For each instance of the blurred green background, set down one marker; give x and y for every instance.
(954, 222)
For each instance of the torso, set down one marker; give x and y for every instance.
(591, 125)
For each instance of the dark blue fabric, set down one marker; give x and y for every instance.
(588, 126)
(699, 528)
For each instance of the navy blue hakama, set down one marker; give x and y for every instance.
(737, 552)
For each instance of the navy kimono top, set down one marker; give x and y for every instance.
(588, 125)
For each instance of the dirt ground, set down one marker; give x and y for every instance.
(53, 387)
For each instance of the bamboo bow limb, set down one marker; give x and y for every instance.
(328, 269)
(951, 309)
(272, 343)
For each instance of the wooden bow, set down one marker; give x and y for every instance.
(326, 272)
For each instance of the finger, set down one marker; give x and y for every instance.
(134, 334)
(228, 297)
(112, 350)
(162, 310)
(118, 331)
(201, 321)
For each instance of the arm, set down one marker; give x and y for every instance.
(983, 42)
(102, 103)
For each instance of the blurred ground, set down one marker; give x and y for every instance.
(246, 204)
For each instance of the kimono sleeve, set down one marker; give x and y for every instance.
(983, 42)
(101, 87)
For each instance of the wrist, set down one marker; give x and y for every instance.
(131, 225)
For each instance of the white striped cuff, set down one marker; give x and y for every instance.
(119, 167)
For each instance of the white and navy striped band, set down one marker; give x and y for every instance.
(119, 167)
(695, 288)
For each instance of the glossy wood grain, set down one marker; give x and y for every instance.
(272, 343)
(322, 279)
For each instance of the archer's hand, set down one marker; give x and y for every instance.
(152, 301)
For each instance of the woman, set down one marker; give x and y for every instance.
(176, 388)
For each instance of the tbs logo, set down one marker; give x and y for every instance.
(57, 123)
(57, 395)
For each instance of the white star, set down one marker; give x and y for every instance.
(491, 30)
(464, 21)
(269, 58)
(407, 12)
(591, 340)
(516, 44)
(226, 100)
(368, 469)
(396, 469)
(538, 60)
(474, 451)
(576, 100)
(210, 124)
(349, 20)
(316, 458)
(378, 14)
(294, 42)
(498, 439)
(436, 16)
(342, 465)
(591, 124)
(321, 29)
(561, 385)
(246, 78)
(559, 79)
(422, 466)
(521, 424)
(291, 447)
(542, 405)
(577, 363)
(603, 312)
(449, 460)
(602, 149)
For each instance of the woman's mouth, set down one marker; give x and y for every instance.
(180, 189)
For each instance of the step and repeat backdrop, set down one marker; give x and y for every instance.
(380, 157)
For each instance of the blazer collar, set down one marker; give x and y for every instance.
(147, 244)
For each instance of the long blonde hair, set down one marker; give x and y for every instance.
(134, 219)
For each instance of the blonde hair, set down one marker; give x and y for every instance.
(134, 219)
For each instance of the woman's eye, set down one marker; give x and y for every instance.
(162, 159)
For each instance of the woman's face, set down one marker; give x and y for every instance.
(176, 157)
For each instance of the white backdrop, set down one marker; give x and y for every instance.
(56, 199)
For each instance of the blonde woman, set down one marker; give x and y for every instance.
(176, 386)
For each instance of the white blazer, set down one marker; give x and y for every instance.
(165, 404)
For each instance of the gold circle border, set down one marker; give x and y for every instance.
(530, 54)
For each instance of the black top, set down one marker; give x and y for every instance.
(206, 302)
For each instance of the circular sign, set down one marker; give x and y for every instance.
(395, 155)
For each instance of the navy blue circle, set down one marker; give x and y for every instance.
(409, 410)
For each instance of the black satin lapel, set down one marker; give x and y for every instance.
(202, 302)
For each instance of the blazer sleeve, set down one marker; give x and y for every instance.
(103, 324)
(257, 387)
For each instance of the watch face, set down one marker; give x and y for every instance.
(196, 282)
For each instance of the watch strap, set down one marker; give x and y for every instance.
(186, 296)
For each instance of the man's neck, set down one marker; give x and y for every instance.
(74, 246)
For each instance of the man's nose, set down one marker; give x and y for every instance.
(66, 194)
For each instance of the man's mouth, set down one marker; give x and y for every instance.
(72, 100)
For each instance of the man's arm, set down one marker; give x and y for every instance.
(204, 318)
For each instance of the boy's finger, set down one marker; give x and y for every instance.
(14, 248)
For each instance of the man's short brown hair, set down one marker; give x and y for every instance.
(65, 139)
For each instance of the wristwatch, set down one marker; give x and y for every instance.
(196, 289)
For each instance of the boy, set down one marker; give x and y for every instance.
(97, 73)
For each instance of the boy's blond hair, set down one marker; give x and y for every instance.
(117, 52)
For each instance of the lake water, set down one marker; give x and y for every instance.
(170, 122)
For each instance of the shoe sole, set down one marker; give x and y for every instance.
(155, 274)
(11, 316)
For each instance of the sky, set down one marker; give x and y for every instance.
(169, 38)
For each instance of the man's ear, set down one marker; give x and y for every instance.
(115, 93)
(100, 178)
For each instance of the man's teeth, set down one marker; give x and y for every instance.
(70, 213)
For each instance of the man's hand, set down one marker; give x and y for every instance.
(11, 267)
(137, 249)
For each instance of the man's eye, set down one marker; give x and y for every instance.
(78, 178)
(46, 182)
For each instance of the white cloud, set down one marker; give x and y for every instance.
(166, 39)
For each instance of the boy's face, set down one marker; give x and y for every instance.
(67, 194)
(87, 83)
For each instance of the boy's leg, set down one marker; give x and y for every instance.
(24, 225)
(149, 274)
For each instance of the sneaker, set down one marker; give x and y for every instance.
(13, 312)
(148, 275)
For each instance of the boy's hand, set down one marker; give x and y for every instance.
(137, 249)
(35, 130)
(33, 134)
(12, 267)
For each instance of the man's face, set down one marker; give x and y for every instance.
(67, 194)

COSA BISOGNA FARE:
Riporta tutti i record qui sopra come una lista JSON di stringhe, con una stringa per ogni riga e senza le righe vuote.

LA RISPOSTA:
[
  "For each instance of the blurred green background, set down one marker; give x and y for every instance.",
  "(954, 222)",
  "For each instance of the torso, set down one marker; give x and y for every instance.",
  "(591, 125)",
  "For each instance of the dark blue fabric, set down one marker; give x and y for every instance.",
  "(588, 126)",
  "(699, 528)",
  "For each instance of the navy blue hakama, set down one marker; give x and y for every instance.",
  "(737, 552)",
  "For each instance of the navy kimono top, set down one marker; give x and y for every instance.",
  "(588, 125)",
  "For each instance of the dirt ground, set down one marker; give x and y for every instance.",
  "(53, 387)",
  "For each instance of the bamboo bow limb, set down one marker; give x and y for every instance.",
  "(328, 269)",
  "(951, 309)",
  "(272, 343)",
  "For each instance of the wooden bow, set down one marker; give x and y for every instance.",
  "(326, 272)",
  "For each instance of the finger, set down one marker; give x and y for every instance.",
  "(134, 334)",
  "(228, 297)",
  "(112, 350)",
  "(162, 310)",
  "(118, 331)",
  "(201, 321)",
  "For each instance of the arm, set down one marker; give x and y for every instance.",
  "(983, 42)",
  "(102, 103)",
  "For each instance of the blurred ground, set down one marker; give x and y for every instance.",
  "(246, 204)",
  "For each instance of the kimono sleeve, set down one marker; give x and y for every instance.",
  "(983, 42)",
  "(101, 87)",
  "For each instance of the wrist, set down one marker; give x and y for every instance.",
  "(131, 225)",
  "For each instance of the white striped cuff, set down one marker; give x and y for every instance.",
  "(119, 167)",
  "For each instance of the white and navy striped band, set down one marker; give x and y for every instance.",
  "(119, 167)",
  "(695, 288)",
  "For each instance of the glossy wood grain, set down one marker; give x and y for every instance.",
  "(272, 343)",
  "(322, 279)",
  "For each instance of the archer's hand, set down one marker; give x and y for every instance.",
  "(152, 301)",
  "For each instance of the woman, set down one marker; give x and y for every instance.",
  "(176, 388)",
  "For each instance of the tbs logo, set down one marker; give x and y for every instance.",
  "(57, 123)",
  "(57, 395)",
  "For each instance of the white star, set down one marker; give x and y for every instance.",
  "(491, 30)",
  "(464, 21)",
  "(269, 58)",
  "(407, 12)",
  "(591, 340)",
  "(516, 44)",
  "(226, 100)",
  "(368, 469)",
  "(396, 469)",
  "(538, 60)",
  "(474, 451)",
  "(576, 100)",
  "(210, 124)",
  "(349, 20)",
  "(316, 458)",
  "(378, 14)",
  "(294, 42)",
  "(498, 439)",
  "(436, 16)",
  "(342, 465)",
  "(591, 124)",
  "(321, 29)",
  "(561, 385)",
  "(246, 78)",
  "(559, 79)",
  "(422, 466)",
  "(521, 424)",
  "(291, 447)",
  "(542, 405)",
  "(577, 363)",
  "(603, 312)",
  "(449, 460)",
  "(602, 149)",
  "For each instance of the woman's mouth, set down one marker; give x and y for every instance.",
  "(180, 189)",
  "For each instance of the step and repeat backdrop, set down one marker; give x and y for every instance.",
  "(380, 157)",
  "For each instance of the blazer collar, set down one marker; give x and y for every instance.",
  "(147, 244)",
  "For each instance of the long blonde hair, set down one marker; give x and y for every instance.",
  "(134, 219)",
  "For each instance of the blonde hair, set down one marker; give x and y for every instance.",
  "(134, 219)",
  "For each instance of the woman's eye, set down one marker; give x and y for every instance.",
  "(162, 159)",
  "For each instance of the woman's face, set down one marker; give x and y for every instance.",
  "(176, 157)",
  "For each instance of the white backdrop, set down one marker; give x and y for every instance.",
  "(56, 199)",
  "For each instance of the blonde woman, set down one marker; give x and y for every instance.",
  "(176, 386)",
  "For each instance of the white blazer, set down one marker; give x and y for every instance.",
  "(165, 404)",
  "For each instance of the gold circle border, set down one marker; give x and y for every instance.",
  "(530, 54)",
  "For each instance of the black top, set down one marker; give x and y for every instance.",
  "(206, 302)",
  "For each instance of the circular sign, set down one marker; give x and y for every instance.",
  "(395, 155)",
  "For each instance of the navy blue circle, set down one marker; give x and y for every instance.",
  "(409, 410)",
  "For each instance of the black satin lapel, set down one marker; give x and y for every instance.",
  "(202, 302)",
  "For each instance of the blazer sleeve, set down one marker; give x and y for every instance.",
  "(103, 324)",
  "(257, 387)",
  "For each instance of the watch face, set down one marker; give x and y for every instance.",
  "(196, 282)",
  "For each instance of the watch strap, set down one marker; give x and y for every instance.",
  "(186, 296)",
  "For each instance of the man's neck, set down one marker; give x and y for every instance.",
  "(74, 246)",
  "For each instance of the man's nose, set down one marker; give x and y for every instance.",
  "(66, 194)",
  "For each instance of the man's mouth, set down one marker; give x and y for every instance.",
  "(72, 100)",
  "For each instance of the man's arm, set down one marker; give x and y for every instance.",
  "(204, 318)",
  "For each instance of the boy's finger, set down one marker; give x and y for every instance.",
  "(14, 248)",
  "For each instance of the man's short brown hair, set down one marker; give x and y for every instance.",
  "(65, 139)",
  "For each instance of the wristwatch, set down one marker; give x and y for every instance.",
  "(196, 289)",
  "For each instance of the boy, set down one marker; give x and y for every instance.",
  "(97, 73)",
  "For each instance of the boy's blond hair, set down one marker; give x and y for every instance.",
  "(117, 52)",
  "For each instance of the lake water, set down one marker; give x and y for every instance.",
  "(170, 122)",
  "For each instance of the shoe sole, set down one marker; give x and y for every instance.",
  "(155, 274)",
  "(11, 316)",
  "For each instance of the sky, set down one marker; give x and y for every instance.",
  "(169, 38)",
  "For each instance of the man's ear, set down one marker; give x and y for every instance.",
  "(115, 93)",
  "(100, 178)",
  "For each instance of the man's teeth, set down one marker; give x and y for every instance.",
  "(70, 213)",
  "For each instance of the man's hand, set down one marker; give x and y for every instance.",
  "(11, 267)",
  "(137, 249)",
  "For each instance of the man's eye, set down one marker; give x and y for every instance.",
  "(78, 178)",
  "(46, 182)",
  "For each instance of the white cloud, set down one marker; give x and y for every instance.",
  "(166, 39)",
  "For each instance of the boy's face, set down one marker; give x and y for every instance.",
  "(67, 194)",
  "(87, 83)",
  "For each instance of the boy's leg, set down one marker; give x and y for every instance.",
  "(24, 225)",
  "(149, 274)",
  "For each instance of the sneaker, set down one marker; give x and y for every instance.",
  "(13, 312)",
  "(148, 275)",
  "For each instance of the boy's hand, set down one marker; give x and y for every instance.",
  "(137, 249)",
  "(35, 130)",
  "(33, 134)",
  "(12, 267)",
  "For each instance of the man's face, set down one marker; give x and y for every instance.",
  "(67, 194)"
]